## [WHAT TO WORK ON]
Count the lines below that contain the string "police", treating uppercase and lowercase as different, and give only the number.

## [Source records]
**********

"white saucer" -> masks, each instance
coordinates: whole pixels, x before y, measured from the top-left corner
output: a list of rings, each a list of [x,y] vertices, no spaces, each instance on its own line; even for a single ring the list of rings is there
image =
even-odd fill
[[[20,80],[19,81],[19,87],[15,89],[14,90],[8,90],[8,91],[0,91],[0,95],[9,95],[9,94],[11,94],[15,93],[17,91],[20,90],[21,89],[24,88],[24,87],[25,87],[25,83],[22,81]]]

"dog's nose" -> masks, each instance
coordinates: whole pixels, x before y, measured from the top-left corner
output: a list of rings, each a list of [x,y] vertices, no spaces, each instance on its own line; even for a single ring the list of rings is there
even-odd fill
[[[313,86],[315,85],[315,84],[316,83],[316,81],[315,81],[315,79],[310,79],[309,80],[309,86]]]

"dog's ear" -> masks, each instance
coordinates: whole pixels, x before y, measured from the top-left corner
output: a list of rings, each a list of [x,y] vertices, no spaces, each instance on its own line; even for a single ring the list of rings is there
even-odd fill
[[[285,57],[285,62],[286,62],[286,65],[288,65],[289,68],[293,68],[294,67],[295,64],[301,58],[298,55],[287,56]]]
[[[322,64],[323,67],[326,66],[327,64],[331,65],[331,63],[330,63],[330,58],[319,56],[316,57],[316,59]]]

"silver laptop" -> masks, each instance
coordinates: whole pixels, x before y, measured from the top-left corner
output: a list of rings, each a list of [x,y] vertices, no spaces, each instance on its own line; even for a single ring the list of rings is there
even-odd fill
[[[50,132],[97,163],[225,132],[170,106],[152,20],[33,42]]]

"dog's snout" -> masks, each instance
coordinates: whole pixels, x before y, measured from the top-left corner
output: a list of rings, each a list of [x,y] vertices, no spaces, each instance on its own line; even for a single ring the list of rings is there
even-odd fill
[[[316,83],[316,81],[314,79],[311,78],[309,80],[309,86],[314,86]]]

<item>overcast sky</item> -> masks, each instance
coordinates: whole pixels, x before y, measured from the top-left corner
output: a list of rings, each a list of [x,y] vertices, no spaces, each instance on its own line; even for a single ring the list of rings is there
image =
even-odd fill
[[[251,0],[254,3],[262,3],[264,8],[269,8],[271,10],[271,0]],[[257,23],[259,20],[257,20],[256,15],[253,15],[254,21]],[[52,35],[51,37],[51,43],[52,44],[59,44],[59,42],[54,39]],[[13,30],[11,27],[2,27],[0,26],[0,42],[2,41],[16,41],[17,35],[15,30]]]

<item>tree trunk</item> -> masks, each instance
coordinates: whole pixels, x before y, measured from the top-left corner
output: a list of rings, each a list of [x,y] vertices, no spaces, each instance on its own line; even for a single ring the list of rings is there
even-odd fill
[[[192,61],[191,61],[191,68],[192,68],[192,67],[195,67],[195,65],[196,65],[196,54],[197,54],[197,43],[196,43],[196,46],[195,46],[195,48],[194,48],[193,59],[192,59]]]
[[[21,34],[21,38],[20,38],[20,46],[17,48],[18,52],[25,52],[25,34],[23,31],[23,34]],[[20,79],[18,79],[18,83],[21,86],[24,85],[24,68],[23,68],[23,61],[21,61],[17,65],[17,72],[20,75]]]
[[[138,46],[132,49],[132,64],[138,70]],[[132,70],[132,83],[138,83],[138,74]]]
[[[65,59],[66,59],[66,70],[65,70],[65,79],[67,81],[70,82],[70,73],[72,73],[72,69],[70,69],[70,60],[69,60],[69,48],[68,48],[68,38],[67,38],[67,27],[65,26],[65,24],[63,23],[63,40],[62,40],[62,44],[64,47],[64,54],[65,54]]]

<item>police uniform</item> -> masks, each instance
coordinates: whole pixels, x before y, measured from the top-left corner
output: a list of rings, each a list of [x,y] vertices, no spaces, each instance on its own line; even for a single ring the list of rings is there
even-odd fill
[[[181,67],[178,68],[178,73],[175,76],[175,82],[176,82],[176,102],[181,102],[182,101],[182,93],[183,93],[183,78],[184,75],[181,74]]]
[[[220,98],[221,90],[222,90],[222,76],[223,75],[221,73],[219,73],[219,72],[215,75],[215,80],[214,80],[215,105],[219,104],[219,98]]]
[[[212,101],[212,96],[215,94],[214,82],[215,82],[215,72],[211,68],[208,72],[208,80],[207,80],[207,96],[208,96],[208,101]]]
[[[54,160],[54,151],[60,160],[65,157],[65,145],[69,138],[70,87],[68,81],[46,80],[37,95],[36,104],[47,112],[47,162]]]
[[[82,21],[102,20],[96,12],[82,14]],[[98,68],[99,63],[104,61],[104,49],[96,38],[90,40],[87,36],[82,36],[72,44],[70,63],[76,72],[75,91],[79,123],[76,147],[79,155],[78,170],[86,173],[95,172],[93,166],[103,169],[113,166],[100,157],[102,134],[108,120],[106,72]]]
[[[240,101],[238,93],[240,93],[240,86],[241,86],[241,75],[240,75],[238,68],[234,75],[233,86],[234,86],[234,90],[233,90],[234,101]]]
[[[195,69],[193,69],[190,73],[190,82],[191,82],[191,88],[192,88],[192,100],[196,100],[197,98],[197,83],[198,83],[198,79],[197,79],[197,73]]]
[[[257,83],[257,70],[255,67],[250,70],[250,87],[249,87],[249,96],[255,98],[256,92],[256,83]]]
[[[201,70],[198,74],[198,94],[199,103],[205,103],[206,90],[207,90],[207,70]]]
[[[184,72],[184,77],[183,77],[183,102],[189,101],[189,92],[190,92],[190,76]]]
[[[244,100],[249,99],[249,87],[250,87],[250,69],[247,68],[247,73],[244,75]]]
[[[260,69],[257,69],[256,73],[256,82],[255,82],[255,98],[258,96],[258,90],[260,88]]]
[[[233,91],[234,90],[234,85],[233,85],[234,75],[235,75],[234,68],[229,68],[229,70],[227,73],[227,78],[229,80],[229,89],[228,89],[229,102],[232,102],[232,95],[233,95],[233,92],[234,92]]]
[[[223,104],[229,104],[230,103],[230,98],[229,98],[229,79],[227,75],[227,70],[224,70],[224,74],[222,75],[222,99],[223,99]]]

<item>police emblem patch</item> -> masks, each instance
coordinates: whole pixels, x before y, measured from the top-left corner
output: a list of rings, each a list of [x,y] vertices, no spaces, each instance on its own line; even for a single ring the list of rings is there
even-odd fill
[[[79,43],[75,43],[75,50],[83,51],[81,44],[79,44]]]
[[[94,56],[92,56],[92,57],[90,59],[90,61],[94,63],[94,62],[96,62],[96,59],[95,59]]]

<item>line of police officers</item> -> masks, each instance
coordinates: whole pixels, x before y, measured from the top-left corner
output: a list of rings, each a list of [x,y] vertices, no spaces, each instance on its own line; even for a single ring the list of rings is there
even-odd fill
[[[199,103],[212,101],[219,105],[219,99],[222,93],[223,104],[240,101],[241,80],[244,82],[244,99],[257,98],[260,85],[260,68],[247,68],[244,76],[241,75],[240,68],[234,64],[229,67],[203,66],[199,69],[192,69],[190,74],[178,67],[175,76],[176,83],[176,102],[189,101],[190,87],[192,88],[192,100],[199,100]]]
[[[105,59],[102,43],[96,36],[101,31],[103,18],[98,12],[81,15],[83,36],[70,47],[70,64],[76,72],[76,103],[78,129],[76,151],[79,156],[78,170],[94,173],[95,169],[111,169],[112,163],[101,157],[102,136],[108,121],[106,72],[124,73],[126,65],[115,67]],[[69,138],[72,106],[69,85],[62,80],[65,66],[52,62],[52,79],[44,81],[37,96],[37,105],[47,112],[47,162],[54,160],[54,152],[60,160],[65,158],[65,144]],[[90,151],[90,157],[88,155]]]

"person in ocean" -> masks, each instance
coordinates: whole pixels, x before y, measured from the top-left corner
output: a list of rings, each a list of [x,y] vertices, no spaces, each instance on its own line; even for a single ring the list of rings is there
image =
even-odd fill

**********

## [THE SOLUTION]
3